_THE REQUEST_
Recast every line of the items below as a JSON list of strings, one string per line, with blank lines left out. Leave the pictures out of your answer.

_RAW RECORDS_

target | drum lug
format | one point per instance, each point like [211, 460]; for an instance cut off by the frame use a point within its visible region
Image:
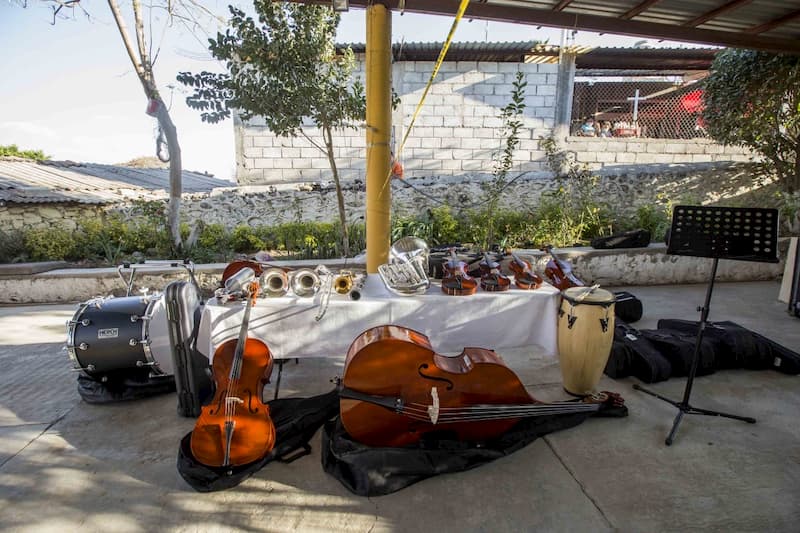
[136, 342]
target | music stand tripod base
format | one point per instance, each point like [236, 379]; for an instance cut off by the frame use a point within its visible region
[744, 234]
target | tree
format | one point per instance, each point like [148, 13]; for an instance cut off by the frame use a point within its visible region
[753, 99]
[286, 69]
[186, 12]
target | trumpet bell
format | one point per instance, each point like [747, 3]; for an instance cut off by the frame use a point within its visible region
[343, 283]
[406, 274]
[275, 282]
[305, 282]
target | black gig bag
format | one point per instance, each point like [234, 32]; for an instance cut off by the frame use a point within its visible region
[678, 348]
[632, 354]
[738, 347]
[627, 307]
[193, 381]
[638, 238]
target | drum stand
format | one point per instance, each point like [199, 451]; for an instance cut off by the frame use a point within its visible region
[730, 233]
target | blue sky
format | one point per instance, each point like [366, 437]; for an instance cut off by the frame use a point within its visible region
[69, 88]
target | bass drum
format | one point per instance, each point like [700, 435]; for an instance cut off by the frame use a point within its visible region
[115, 335]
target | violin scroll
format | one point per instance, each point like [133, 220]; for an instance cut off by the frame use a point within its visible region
[492, 280]
[456, 280]
[524, 275]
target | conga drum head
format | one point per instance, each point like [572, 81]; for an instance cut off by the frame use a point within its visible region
[585, 335]
[588, 296]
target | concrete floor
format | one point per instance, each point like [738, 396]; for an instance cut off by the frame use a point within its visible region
[67, 465]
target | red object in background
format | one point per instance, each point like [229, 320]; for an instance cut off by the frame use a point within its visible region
[692, 102]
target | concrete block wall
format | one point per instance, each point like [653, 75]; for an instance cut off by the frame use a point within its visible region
[458, 129]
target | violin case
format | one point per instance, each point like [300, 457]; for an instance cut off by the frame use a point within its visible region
[193, 382]
[637, 238]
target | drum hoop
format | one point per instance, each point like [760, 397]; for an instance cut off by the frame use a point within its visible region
[574, 303]
[72, 326]
[148, 352]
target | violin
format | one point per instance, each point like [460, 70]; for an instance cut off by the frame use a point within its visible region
[524, 276]
[492, 279]
[456, 280]
[235, 427]
[421, 394]
[560, 272]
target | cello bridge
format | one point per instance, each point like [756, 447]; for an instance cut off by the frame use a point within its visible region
[433, 409]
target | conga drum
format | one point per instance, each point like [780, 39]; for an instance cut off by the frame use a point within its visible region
[585, 334]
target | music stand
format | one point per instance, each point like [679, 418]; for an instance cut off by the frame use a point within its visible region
[737, 233]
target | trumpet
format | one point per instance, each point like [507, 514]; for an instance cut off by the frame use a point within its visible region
[343, 283]
[275, 282]
[305, 282]
[358, 285]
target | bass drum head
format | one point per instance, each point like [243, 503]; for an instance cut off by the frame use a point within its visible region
[103, 337]
[157, 333]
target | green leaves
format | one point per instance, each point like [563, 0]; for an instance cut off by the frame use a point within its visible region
[283, 67]
[753, 99]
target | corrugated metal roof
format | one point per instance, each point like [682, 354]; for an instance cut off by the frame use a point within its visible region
[26, 181]
[535, 52]
[761, 24]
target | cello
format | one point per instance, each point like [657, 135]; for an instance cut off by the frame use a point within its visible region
[396, 390]
[235, 428]
[492, 280]
[560, 272]
[456, 280]
[524, 276]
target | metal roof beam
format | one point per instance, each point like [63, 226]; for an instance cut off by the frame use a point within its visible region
[773, 23]
[562, 4]
[601, 24]
[644, 6]
[714, 13]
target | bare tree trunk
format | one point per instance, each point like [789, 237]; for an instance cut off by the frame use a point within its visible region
[326, 132]
[144, 70]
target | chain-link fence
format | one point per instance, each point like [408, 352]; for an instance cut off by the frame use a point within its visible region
[656, 107]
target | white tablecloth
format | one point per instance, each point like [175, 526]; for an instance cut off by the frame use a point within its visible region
[288, 325]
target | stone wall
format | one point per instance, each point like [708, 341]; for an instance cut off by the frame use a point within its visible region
[456, 132]
[30, 216]
[625, 187]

_RESULT_
[
  "target | drum lug",
  "format | one point per instance, each point like [211, 460]; for an instance cut off by the frame use a point within its visible region",
  "Image:",
  "[136, 342]",
  "target | music stand tripod base",
  "format | one point per instance, each point like [236, 379]; for an instance cut off by the frame use a point within its visible region",
  "[744, 234]",
  "target | tree",
  "format | one point per instance, each point like [148, 13]; for an instance cut off by the frame use a point within its visible region",
  "[753, 99]",
  "[286, 69]",
  "[186, 12]",
  "target | trumpet bell",
  "format | one point per instance, each point like [747, 3]; for an instance cut off by the frame use a point within its visible region",
  "[343, 283]",
  "[406, 274]",
  "[275, 282]",
  "[305, 282]",
  "target | black gig bag",
  "format | one point per instance, each point like [234, 32]; for an instance cut off by the frame use a point within its visible region",
  "[678, 348]",
  "[632, 354]",
  "[738, 347]",
  "[627, 307]",
  "[193, 381]",
  "[638, 238]",
  "target | drum stand",
  "format | one point per instance, each point like [199, 451]; for an instance cut off by the frame use a point within its visible region",
  "[730, 233]",
  "target | blue sky",
  "format | one point per instance, each point like [366, 437]; for an instance cut off by the frame use a point within its visible region",
  "[69, 88]",
  "target | bass drum",
  "format | one point per instance, each point like [700, 435]; for an instance cut off by the frame use a point within its visible region",
  "[115, 335]",
  "target | violin scroll",
  "format | one point per instance, each point like [133, 220]; for an instance cut off by the frame use a point within its visible region",
  "[492, 280]",
  "[456, 280]",
  "[524, 275]",
  "target | conga drum head",
  "format | one point per instance, each point like [572, 81]; for an instance cut off by the frame use a point within its visible region",
  "[585, 335]",
  "[588, 296]",
  "target | concrete floor",
  "format | one point per instance, each point like [738, 396]; for an instance cut off by the frame use a point within its visible region",
  "[67, 465]",
  "target | red object in background",
  "format | one point per instance, each point like [229, 320]; for an instance cut off by the frame use a point within its visible region",
  "[692, 102]",
  "target | concrete block wall",
  "format | one point per instance, each point like [653, 75]; for an instance cut off by the frame use a point within its visible region",
  "[458, 129]",
  "target | violin case",
  "format | one point per instance, each point like [300, 457]; for an instance cut off by the frame use a point within its visible region",
  "[193, 382]",
  "[637, 238]",
  "target | drum hoop",
  "format | one point per instance, each point like [760, 397]; for an instance cut off by the frame use a point within its visible region",
  "[574, 303]",
  "[72, 326]",
  "[148, 352]",
  "target | violin",
  "format | one point per instance, each point like [460, 70]; for an instance cut off by the frame use a point within its visible region",
  "[524, 276]",
  "[492, 279]",
  "[456, 280]",
  "[235, 427]",
  "[421, 394]",
  "[560, 272]",
  "target | cello bridge",
  "format | one point per instance, each point like [756, 447]; for an instance cut off by the frame use a point within its visible region",
  "[433, 409]",
  "target | conga drum",
  "format | one point per instance, each point like [780, 39]; for an instance cut off by the frame use a point within its visible region",
  "[585, 334]",
  "target | music stand",
  "format | one point per instance, each point like [679, 418]; for an instance cut off by the frame use a point within its visible region",
  "[737, 233]",
  "target | trumpet",
  "format | one point per instance, each point like [507, 514]; for an instance cut off by the frame use a point within its visible region",
  "[343, 283]",
  "[275, 282]",
  "[305, 282]",
  "[358, 285]",
  "target | bass drum head",
  "format | one point per instance, each point like [243, 503]; for an instance cut off by the frame use a point within its visible region",
  "[103, 337]",
  "[157, 333]",
  "target | green leaves",
  "format | one point per instance, each point like [563, 0]; for an instance cut off by the frame use a point within its visible region",
  "[283, 67]",
  "[753, 99]",
  "target | corrugated metal roof",
  "format | one point per instance, each point like [682, 354]; for an instance cut off by the frame use a point within its visible region",
  "[26, 181]",
  "[535, 52]",
  "[761, 24]",
  "target | cello",
  "format | one point per instance, each point like [657, 135]; for an instance cut off by the frame use a point within its visible region",
  "[396, 390]",
  "[235, 428]",
  "[492, 280]",
  "[560, 272]",
  "[456, 280]",
  "[524, 276]",
  "target | metal roof beam",
  "format | one point per instance, each point like [63, 226]; for an instance cut off by the frame use a point within its visible region",
  "[773, 23]",
  "[562, 4]",
  "[601, 24]",
  "[644, 6]",
  "[714, 13]",
  "target | bare tree trunk",
  "format | one point per instance, each point like [789, 237]; for an instance cut off by the frame use a point within its visible region",
  "[326, 132]",
  "[144, 70]",
  "target | chain-link fence",
  "format | one point per instance, each point like [408, 352]; for an instance cut off by the frame use a point within its visible region",
  "[656, 107]",
  "target | white tablecloth",
  "format | one point per instance, each point like [175, 526]; for an instance cut off by the frame use a point within its visible region",
  "[288, 325]",
  "target | stone wall",
  "format | one point per instance, each point like [708, 341]; for an instance cut off by the frame use a point within its visible region",
  "[456, 132]",
  "[30, 216]",
  "[625, 187]"
]